Text to read:
Defensive Programming in Data Science
Data is messy. APIs fail. Servers run out of memory. If your code assumes "happy path" inputs, it will break—and usually at 3 AM. Defensive programming is the practice of anticipating failure and guarding against it.
1. Fail Fast with Assertions
When you make an assumption about your data, enforce it explicitly.
Assumption: "This dataframe has no nulls."
Defensive Code:
df = pd.read_csv("data.csv")
assert df.isnull().sum().sum() == 0, "Input data contains NA values!"
If the data is bad, the script crashes immediately, saving you from training a model on garbage data for 4 hours before realizing something was wrong.
2. Parameter Validation
When writing functions, validate inputs first.
def calculate_metrics(y_true, y_pred):
if len(y_true) != len(y_pred):
raise ValueError(f"Shape mismatch: {len(y_true)} vs {len(y_pred)}")
# ... logic ...
3. Graceful Error Handling (try/except)
Sometimes, you expect things to fail (e.g., a network request). Handle these known errors gracefully.

Material shown:
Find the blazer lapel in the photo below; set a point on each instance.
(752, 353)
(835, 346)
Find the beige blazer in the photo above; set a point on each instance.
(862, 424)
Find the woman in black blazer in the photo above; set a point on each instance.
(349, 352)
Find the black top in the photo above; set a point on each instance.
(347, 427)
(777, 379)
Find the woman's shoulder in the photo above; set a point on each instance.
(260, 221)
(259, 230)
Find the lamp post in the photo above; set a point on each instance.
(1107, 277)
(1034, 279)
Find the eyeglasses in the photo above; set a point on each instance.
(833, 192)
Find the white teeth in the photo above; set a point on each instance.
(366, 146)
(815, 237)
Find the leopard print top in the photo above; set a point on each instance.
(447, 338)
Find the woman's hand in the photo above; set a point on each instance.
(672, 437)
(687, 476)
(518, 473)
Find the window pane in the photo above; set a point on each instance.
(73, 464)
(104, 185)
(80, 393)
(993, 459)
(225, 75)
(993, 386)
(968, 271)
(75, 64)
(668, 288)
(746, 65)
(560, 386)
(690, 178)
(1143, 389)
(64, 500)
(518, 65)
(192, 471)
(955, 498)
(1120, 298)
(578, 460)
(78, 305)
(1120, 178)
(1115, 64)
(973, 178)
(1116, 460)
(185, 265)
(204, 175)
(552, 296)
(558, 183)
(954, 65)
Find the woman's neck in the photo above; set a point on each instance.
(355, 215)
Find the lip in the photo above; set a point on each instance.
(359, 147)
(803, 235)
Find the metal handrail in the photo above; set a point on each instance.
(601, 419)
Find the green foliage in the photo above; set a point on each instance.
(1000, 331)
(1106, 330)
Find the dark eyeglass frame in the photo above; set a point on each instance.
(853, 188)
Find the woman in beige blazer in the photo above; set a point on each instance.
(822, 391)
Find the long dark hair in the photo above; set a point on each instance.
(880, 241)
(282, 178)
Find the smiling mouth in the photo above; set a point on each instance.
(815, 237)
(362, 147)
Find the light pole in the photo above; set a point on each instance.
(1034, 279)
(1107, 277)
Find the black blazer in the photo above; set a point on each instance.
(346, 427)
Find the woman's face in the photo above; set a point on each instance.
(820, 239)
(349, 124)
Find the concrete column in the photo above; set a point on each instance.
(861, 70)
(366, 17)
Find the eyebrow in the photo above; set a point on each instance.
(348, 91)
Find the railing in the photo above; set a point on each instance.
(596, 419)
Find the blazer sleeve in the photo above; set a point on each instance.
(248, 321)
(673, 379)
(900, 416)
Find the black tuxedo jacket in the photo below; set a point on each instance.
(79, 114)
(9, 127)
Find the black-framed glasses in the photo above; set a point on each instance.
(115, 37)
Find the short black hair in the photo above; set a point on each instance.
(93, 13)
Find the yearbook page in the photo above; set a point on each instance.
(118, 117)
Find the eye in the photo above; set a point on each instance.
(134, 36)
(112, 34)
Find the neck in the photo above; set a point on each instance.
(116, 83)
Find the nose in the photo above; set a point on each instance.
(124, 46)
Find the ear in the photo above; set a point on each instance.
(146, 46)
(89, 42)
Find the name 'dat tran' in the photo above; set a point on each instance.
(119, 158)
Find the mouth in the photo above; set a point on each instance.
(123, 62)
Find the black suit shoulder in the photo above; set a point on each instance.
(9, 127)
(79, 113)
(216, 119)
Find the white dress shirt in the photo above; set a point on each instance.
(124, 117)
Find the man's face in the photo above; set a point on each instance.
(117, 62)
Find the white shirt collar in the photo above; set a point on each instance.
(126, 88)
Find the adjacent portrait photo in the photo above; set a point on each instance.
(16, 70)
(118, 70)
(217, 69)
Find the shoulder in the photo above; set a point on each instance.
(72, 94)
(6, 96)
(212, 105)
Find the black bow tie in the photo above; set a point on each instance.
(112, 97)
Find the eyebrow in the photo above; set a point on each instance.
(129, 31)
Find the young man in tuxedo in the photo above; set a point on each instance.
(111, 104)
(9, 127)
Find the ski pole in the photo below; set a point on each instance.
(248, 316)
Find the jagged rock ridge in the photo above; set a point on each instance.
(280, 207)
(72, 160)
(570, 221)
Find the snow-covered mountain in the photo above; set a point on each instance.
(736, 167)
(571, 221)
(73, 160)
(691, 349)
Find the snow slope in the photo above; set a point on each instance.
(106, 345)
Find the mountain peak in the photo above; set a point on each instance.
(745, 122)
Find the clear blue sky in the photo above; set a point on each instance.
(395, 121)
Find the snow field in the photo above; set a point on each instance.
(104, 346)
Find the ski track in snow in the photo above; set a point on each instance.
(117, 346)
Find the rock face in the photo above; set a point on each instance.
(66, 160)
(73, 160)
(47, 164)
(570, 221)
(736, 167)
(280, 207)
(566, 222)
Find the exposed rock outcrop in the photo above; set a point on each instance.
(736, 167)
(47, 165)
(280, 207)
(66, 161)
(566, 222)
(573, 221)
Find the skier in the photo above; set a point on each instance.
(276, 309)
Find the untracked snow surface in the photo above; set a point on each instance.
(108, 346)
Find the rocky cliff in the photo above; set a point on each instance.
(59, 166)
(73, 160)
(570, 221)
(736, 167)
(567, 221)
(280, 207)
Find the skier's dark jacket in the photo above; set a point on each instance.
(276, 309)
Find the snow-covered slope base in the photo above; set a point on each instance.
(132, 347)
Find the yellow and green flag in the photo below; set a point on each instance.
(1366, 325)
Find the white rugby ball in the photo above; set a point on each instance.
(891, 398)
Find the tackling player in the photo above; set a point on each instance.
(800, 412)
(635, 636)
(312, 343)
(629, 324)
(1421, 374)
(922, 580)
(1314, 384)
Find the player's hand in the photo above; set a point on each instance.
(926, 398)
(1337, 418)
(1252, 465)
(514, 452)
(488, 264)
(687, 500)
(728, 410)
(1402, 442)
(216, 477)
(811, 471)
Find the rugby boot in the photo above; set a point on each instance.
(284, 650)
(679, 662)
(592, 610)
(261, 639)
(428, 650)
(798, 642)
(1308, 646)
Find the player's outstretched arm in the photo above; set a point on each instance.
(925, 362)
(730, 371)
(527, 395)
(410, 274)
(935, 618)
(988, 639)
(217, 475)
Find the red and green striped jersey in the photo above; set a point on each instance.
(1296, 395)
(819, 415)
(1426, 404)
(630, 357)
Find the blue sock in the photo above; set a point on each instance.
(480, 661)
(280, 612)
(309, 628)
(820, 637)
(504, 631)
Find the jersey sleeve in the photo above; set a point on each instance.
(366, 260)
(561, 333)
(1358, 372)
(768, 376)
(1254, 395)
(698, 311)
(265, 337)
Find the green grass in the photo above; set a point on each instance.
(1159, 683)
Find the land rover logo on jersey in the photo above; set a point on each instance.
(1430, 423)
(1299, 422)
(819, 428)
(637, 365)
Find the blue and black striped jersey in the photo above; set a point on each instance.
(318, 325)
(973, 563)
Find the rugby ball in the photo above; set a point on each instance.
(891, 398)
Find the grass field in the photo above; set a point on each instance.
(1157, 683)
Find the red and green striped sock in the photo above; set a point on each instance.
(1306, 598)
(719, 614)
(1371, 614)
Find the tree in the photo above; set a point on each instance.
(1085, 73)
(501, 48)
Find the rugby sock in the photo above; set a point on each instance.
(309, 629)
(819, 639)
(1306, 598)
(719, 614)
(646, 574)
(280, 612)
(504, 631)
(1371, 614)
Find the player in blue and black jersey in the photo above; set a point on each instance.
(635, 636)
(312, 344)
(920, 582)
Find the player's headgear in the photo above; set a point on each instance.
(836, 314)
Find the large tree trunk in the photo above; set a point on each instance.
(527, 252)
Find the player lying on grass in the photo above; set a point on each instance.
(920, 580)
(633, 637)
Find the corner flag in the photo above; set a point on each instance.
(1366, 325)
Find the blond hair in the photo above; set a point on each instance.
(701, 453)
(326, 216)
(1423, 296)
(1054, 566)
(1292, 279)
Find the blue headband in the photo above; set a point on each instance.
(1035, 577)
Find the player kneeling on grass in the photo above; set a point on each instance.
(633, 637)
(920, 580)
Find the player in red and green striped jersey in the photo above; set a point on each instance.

Stated task 1:
For each statement below, say whether it agrees with the text on defensive programming, answering yes or no and quoting the deciding words of the text exactly.
(a) Code that assumes "happy path" inputs will break.
(b) Inputs to a function should be validated at the end of the function.
(c) On a shape mismatch, the calculate_metrics function raises a TypeError.
Stated task 2:
In the text on defensive programming, what example is given of something you expect to fail?
Stated task 3:
Please continue the text on defensive programming from where it stops.

Expected output 1:
(a) Yes: "If your code assumes "happy path" inputs, it will break"
(b) No: "When writing functions, validate inputs first."
(c) No: "raise ValueError(f"Shape mismatch: {len(y_true)} vs {len(y_pred)}")"

Expected output 2:
A network request.

Expected output 3:
Bad:
response = requests.get(url) # If this fails, script crashes completely
data = response.json()
Good:
try:
response = requests.get(url, timeout=5)
response.raise_for_status() # Raise error for 4xx/5xx status codes
data = response.json()
except requests.exceptions.RequestException as e:
logger.error(f"Failed to fetch data: {e}")
data = None # Or return a default value / retry
4. Type Hinting (Again)
Type hints are a form of defensive programming. They catch errors before code even runs (if you use a linter).
Summary
- Trust no one (especially not your data source).
- Assert your assumptions.
- Catch specific exceptions (never just
except:). - Fail fast so you can fix it fast.
Robust code is confident code.